## Task description
Find every line in the items below that contains the string "books" and copy each one out. Case counts.

>> Start

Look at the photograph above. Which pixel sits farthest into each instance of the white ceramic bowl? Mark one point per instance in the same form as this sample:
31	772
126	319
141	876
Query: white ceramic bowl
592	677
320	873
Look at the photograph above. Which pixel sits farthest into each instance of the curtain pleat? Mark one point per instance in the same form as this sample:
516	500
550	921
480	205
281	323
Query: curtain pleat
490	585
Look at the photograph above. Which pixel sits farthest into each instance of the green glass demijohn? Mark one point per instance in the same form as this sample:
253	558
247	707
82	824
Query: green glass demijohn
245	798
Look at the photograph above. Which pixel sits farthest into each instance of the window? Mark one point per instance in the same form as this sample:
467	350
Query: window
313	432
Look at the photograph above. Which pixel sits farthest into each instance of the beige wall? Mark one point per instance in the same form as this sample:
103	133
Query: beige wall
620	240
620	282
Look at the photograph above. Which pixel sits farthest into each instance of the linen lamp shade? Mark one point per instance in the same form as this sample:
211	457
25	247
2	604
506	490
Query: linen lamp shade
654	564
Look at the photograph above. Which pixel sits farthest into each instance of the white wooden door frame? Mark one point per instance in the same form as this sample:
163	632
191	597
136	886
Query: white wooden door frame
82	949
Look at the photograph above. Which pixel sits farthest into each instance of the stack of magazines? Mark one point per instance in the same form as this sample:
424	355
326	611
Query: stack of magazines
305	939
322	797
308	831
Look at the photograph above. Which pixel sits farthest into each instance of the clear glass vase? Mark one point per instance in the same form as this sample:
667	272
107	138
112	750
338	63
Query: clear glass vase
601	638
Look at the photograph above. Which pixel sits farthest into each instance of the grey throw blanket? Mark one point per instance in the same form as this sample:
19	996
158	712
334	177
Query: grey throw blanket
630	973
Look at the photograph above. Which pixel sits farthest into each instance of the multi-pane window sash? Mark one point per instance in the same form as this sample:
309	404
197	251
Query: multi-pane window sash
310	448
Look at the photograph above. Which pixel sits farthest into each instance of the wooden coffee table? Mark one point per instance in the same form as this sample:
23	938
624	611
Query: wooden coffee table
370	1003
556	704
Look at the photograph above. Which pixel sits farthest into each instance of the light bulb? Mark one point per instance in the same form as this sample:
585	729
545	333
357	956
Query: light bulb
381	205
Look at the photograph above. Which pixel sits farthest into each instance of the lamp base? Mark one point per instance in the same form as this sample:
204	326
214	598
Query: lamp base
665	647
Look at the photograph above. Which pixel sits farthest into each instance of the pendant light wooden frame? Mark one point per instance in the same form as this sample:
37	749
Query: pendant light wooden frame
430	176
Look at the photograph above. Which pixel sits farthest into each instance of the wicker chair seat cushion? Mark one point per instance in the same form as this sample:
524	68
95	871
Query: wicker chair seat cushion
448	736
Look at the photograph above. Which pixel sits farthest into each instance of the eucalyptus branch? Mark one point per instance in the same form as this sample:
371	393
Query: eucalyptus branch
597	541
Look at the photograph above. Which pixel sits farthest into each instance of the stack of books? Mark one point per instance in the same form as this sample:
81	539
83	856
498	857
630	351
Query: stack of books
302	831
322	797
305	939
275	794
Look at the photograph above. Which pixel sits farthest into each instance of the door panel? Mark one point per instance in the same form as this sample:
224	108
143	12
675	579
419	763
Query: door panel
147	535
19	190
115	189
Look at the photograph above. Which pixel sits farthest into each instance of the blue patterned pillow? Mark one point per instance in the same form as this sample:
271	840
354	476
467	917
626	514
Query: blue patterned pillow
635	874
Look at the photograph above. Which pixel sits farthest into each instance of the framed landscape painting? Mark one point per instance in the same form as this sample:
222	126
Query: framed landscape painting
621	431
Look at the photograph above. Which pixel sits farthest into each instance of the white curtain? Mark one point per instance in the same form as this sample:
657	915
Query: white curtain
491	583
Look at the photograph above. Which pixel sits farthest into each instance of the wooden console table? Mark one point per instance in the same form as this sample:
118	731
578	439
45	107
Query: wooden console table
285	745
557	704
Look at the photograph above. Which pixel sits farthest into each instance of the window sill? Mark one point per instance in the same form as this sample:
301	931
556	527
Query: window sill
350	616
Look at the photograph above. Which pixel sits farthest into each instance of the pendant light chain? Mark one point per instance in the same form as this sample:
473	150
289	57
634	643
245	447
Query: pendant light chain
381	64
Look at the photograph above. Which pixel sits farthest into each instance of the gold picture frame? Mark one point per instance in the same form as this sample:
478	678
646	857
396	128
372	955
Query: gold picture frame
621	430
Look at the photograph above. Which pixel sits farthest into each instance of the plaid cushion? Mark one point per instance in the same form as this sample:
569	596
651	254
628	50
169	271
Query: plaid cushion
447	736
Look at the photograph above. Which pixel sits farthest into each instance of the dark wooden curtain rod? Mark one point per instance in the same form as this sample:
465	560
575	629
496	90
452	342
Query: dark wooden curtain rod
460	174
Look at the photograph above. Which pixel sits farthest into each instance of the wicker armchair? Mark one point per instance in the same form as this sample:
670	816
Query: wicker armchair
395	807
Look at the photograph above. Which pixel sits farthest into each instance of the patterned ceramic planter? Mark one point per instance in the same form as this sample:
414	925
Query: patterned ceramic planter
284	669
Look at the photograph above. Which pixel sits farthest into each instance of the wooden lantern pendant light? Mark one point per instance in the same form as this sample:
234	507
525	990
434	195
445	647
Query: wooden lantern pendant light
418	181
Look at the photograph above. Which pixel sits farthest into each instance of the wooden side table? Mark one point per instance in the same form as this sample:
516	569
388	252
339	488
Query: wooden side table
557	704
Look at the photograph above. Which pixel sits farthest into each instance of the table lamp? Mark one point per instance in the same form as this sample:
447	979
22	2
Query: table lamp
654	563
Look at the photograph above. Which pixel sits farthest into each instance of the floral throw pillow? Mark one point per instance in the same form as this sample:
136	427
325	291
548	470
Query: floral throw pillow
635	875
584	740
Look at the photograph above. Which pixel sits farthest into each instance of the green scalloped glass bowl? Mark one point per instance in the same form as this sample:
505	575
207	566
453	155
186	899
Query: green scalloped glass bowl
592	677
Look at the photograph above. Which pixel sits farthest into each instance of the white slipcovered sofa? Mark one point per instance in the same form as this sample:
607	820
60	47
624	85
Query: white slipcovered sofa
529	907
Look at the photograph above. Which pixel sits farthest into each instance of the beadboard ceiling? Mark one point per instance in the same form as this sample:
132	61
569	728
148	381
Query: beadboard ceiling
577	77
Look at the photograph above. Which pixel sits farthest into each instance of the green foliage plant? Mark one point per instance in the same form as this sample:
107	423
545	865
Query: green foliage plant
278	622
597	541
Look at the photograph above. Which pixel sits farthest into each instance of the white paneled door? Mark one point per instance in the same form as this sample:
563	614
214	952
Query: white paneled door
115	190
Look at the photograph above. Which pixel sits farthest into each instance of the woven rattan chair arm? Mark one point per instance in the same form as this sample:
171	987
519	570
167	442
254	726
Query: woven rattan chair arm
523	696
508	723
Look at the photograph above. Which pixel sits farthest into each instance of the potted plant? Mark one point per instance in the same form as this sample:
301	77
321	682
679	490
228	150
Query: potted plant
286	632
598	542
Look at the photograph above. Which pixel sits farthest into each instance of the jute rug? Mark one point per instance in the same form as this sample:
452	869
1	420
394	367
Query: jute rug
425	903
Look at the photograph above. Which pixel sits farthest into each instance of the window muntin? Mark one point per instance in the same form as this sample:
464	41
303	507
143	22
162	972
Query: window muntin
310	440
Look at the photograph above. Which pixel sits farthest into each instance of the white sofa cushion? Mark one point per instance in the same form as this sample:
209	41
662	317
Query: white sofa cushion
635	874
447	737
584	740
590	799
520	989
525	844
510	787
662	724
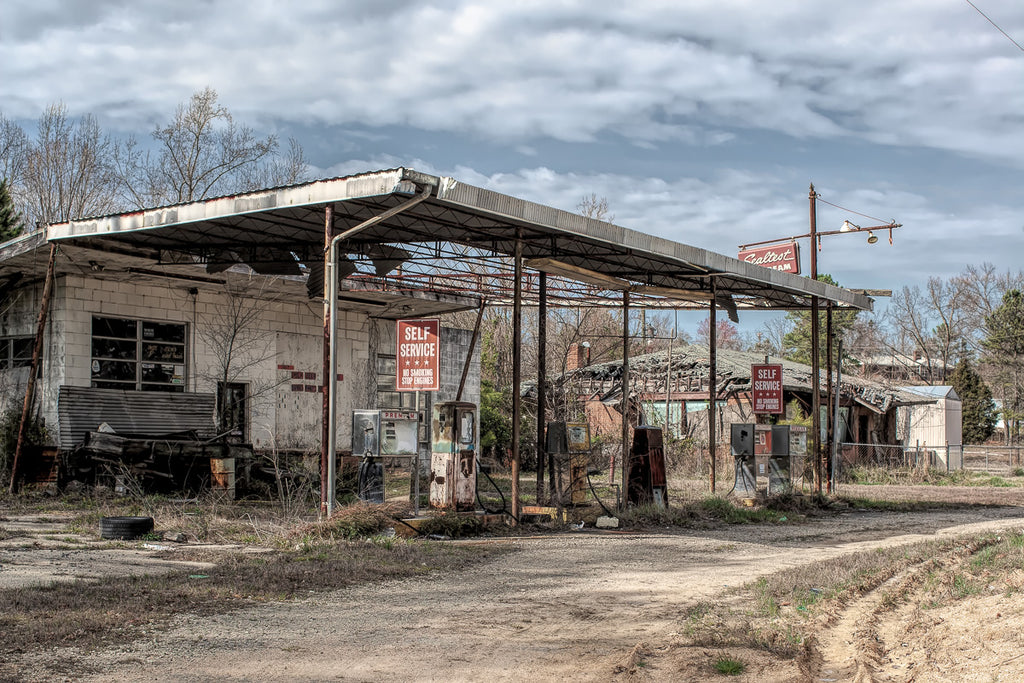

>> End

## Written solution
Look at the photograph above. Which pixel sits farthest into each instance of the stack of books? Mark one point per instance in the same form as this sample:
Query: stack of books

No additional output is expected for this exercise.